- Verilen metin:
Uyuşturucu kullanması, barındırması veya satması sonucu hapse giren insanların hapishaneye değil, tedavi merkezlerine yatırılması gerektiğini söyleyen Çorbacı, bu insanların çoğunun bağımlı olduğunu ve bağımlılığın bir hastalık olduğunu ifade etti.

Çorbacı, “Evet tüketmek yasa dışı olabilir, evet hapse girebilirsiniz ama kabul etmelisiniz ki bağımlılık bir hastalıktır” diyerek, hapse giren birçok insanın, hapisten çıktıktan sonra toplum tarafından dışlandığını ve bu nedenle yeniden ayni batağa düşerek, ayni suçu yinelediğine dikkat çekti.

“Hapse girip çıkanlar tabiri caiz ise üniversiteye girermiş gibi, sanki alanlarından doktora yapmışlar gibi bu konuda profesyonelleşiyor” diyen Çorbacı, hüküm giymiş bağımlıların hapisten çıktıktan sonra uyuşturucuya ulaşmak için nasıl bir bağlantı kurmaları gerektiğini bile öğrendiklerini kaydetti. 

Uyuşturucu nedeniyle hapse girmiş insanları hasta olarak belirlemek yerine hepsini bir noktada toplayıp toplumdan izole etmenin büyük bir hata olduğuna dikkat çeken Çorbacı, “Sanki bizim çocuğumuz değillermiş, sanki adam öldürmüşler gibi davranıyorlar” dedi.

Araştırmalara göre hapis geçmişi olan bireylerin, ayni suçla tekrardan hapse girme oranının çok yüksek olduğunu belirten Çorbacı, “Toplumun bağımlıyı kabul etmemesi nedeniyle, yine ayni çevreye dönüyor ve yine hapse giriyor” dedi.

Uyuşturucu barındırmak, kullanmak veya satmak suçları nedeniyle hapse giren insanların bağımlı olduğunu ve bağımlılığın bir hastalık olduğunu yineleyen Çorbacı, konuyla ilgili şöyle bir örnek veriyor; “Şizofren olan bir insanı, şizofren olduğundan dolayı hapse atmak doğru mu?"

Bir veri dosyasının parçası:
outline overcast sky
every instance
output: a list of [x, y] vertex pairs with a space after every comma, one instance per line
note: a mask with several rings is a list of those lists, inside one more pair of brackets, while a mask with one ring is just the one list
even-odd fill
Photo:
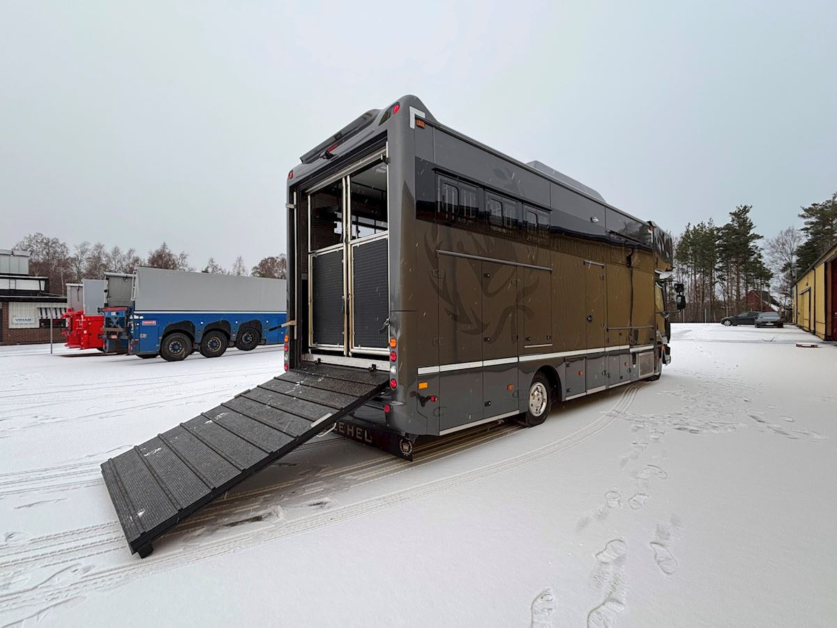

- Görevleriniz:
- a) Uyuşturucu bağımlılığı ve hapis konulu metinde "Uyuşturucu kullanması, barındırması" ifadesinden "bile öğrendiklerini kaydetti." ifadesine kadar uzanan bölümü olduğu gibi kopyalayın.
- b) Uyuşturucu bağımlılığı ve hapis konulu metne göre Çorbacı, uyuşturucu nedeniyle hapse giren insanların nereye yatırılması gerektiğini söylüyor?

- Yanıtlar:
- a)
Uyuşturucu kullanması, barındırması veya satması sonucu hapse giren insanların hapishaneye değil, tedavi merkezlerine yatırılması gerektiğini söyleyen Çorbacı, bu insanların çoğunun bağımlı olduğunu ve bağımlılığın bir hastalık olduğunu ifade etti.

Çorbacı, “Evet tüketmek yasa dışı olabilir, evet hapse girebilirsiniz ama kabul etmelisiniz ki bağımlılık bir hastalıktır” diyerek, hapse giren birçok insanın, hapisten çıktıktan sonra toplum tarafından dışlandığını ve bu nedenle yeniden ayni batağa düşerek, ayni suçu yinelediğine dikkat çekti.

“Hapse girip çıkanlar tabiri caiz ise üniversiteye girermiş gibi, sanki alanlarından doktora yapmışlar gibi bu konuda profesyonelleşiyor” diyen Çorbacı, hüküm giymiş bağımlıların hapisten çıktıktan sonra uyuşturucuya ulaşmak için nasıl bir bağlantı kurmaları gerektiğini bile öğrendiklerini kaydetti.

- b) Tedavi merkezlerine.